Coordinate annotation records:

******

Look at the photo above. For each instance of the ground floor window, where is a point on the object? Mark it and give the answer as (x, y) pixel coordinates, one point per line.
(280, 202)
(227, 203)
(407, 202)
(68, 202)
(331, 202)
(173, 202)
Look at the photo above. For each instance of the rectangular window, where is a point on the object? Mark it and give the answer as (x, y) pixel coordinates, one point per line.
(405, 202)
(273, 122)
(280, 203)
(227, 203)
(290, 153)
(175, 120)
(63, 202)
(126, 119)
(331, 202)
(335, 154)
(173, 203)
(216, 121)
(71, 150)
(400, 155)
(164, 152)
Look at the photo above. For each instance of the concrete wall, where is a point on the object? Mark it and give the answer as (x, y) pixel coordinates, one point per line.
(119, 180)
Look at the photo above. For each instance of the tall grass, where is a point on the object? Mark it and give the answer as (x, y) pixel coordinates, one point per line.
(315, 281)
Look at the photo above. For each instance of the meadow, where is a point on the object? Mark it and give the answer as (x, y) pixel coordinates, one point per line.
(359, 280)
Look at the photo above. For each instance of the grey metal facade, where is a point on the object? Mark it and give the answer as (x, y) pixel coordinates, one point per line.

******

> [WHAT TO WORK ON]
Copy the records word for word, starting at the line that contains "Look at the photo above. For each instance of the concrete" and ending with the last line of the records.

> [SOLUTION FOR THIS TASK]
Look at the photo above. For each instance of the concrete wall, where is a point on the object? Mark it and give the answer as (x, y) pixel coordinates, one point per line.
(119, 180)
Look at the photo above. For each instance of the tall grass, where is a point on the object? Mark it and give the answer as (x, y) pixel coordinates, one point per line.
(315, 281)
Look at the photo above. For each instance of the meadow, where is a point on the object? Mark it and give the answer as (x, y) pixel coordinates, one point per line.
(359, 280)
Look at the photo above. For each instance of the grey metal facade, where is a point on the object? Mark it and give the answer as (x, y) pixel coordinates, one point per line.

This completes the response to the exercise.